TASK TO COMPLETE: Copy out the data in full, keeping each line exactly as it reads.

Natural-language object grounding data
>>>>>

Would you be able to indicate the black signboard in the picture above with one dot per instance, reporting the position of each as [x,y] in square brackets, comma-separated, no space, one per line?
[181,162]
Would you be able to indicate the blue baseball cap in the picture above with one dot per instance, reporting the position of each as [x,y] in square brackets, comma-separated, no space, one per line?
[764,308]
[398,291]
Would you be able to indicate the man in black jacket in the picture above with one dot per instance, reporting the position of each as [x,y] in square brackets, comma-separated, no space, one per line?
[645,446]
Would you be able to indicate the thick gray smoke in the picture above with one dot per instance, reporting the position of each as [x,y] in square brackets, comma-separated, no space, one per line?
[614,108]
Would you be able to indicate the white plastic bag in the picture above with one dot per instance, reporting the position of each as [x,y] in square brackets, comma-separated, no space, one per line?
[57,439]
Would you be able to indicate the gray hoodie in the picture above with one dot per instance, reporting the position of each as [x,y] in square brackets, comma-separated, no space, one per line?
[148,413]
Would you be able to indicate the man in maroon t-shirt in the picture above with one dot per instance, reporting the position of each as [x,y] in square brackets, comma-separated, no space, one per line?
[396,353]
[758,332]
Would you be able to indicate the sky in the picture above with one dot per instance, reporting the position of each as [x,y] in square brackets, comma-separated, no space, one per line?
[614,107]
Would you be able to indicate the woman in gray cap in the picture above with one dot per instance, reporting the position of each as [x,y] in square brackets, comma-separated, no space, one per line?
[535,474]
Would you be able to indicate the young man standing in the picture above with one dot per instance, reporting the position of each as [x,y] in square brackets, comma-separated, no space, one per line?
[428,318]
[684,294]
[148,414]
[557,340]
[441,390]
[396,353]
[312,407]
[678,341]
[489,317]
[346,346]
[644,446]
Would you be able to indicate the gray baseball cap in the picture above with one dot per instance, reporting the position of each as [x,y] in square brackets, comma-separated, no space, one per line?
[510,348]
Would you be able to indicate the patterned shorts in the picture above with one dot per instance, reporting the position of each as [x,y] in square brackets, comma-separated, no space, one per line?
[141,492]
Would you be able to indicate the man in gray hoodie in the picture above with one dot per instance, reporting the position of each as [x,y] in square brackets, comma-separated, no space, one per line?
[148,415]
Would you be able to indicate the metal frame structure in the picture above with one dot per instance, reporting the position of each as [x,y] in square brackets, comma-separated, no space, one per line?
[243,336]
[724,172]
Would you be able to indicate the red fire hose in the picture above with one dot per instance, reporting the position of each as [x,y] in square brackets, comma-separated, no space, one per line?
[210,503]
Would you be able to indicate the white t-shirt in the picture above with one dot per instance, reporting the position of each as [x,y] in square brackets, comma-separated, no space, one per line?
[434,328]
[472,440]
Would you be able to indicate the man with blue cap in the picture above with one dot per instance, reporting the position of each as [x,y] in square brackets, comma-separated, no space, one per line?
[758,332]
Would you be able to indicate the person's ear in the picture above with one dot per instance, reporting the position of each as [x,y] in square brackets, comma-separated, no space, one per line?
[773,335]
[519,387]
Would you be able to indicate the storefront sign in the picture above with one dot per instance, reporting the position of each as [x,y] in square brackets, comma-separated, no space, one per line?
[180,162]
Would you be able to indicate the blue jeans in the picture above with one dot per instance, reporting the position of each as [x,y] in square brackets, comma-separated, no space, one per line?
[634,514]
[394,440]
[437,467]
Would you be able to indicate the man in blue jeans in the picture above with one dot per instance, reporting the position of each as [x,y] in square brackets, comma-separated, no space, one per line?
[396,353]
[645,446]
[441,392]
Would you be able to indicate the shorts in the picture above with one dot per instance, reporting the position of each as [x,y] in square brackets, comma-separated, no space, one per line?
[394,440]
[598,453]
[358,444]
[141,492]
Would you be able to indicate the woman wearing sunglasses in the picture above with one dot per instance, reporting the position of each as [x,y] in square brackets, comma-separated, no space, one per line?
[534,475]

<<<<<

EXERCISE RESPONSE:
Would you be able to indicate the black signboard in the picture above with one dot per instance, reporting the position of each as [x,y] in square brackets, comma-separated, no space, one per line?
[181,162]
Would you be able to indicate the blue baseball cap in the picture above with one dot per instance, reporting the position of each as [x,y] in square brackets, comma-separated, no space, one per line?
[764,308]
[398,291]
Would you be able to indicate the man in black jacket in the picture above with one dot per instance, reporting the position of each as [x,y] in square brackets, comma-separated, no space, one per line?
[645,446]
Would you be able to indicate the thick gray smoke in the picture above with one dot per instance, reporting the position of each as [x,y] in square brackets, comma-separated, no space, one per line?
[614,108]
Would you be able to indicate the white plastic bag in the picture above with one dot per instance, reporting the position of each as [x,y] in square brackets, comma-separated, no space, one per line?
[57,439]
Would you be able to indicate the gray hoodie in the picture above with one dot per instance, reporting the position of each as [x,y] in square brackets, comma-separated, no space, one per line?
[148,413]
Would you be able to indicate the man in maroon t-shirt in the picture above with one dot per instance, reporting the position of each as [x,y] in square brackets, comma-separated, no space, one per line?
[396,353]
[758,332]
Would you be able to indicate the sky in the picture above with one dot per instance, reporting the position of each as [x,y] in square brackets, comma-separated, no space, one per line?
[614,107]
Would you be able to indicate the woman in gray cap in the picture above with one dot per instance, reporting the position of each as [x,y] in square brackets, comma-separated, no space, one per line?
[535,474]
Would you be able to indicate the young man standing in the picture above with one dot per instance, reporting the position of each as [x,y] in square brackets, comma-separated, no space, one per line?
[428,318]
[684,294]
[148,414]
[557,340]
[441,390]
[396,353]
[312,407]
[678,341]
[489,317]
[346,346]
[644,446]
Would you be able to indicate the gray baseball cap in the picture above with one dot per instance, reporting the position of each as [x,y] in square brackets, comma-separated, no space, one per line?
[510,348]
Would you be able to indicate the patterned shorts in the picture above with one dot per instance, reporting the position of each as [x,y] in square brackets, comma-separated, no space, one per line?
[141,492]
Would you be able to indicate the man in gray hoodie in the picture above with one dot per instance, reporting the position of each as [x,y] in square brackets, comma-separated, no space, one per line?
[148,415]
Would you be able to indicate the metal frame structure in the picture above with one dot per instance, reporting the position of each as [x,y] in square brackets, comma-separated, no space, one per line?
[243,336]
[724,172]
Would you be able to indicate the red fire hose in the picture above with one dot per instance, reporting the position of each as [x,y] in square brackets, comma-separated, no space, one per line?
[210,503]
Would you be able to indicate the white t-shirt in the picture above with one dot per instance, reporting the position of each as [x,y] in square brackets, comma-separated, no space, one per line?
[434,328]
[472,440]
Would you be able to indicate the man with blue cap in the picture above with one dot per instance, reporting the position of each as [x,y] in square brackets, comma-separated, no space, one per line?
[758,332]
Would you be able to indicate the person's ear in the picture above with one dot per instance, reporting the position of each as [x,y] in square brackets, comma-separated, no space, one per line?
[773,335]
[519,387]
Would you be able to indicate the storefront sign in the picture above with one dot per instance, reporting the position of each as [x,y] in square brackets, comma-separated, no space, one per line?
[180,162]
Would you be able to indicate the blue jeans in the picture above with one dot per instance, reporting the position of each as [x,y] in square brackets, comma-separated, no space, one per line?
[634,514]
[394,440]
[437,467]
Would you be able to indicate the man in blue jeans in the picture above with one dot per instance, reporting the position of each as [x,y] in square brackets, comma-separated, no space, one per line?
[396,353]
[645,446]
[441,392]
Would you be able to indicate the shorts in the picture above with one dot per instance, reporting the position of each as [x,y] in square brackets, comma-separated, no space, one per line?
[394,440]
[598,453]
[358,444]
[141,492]
Would you be able to indicate the woman wearing sunglasses in the picture above with one dot per instance, reporting the position of each as [x,y] in square brackets, comma-separated, no space, one per line?
[534,475]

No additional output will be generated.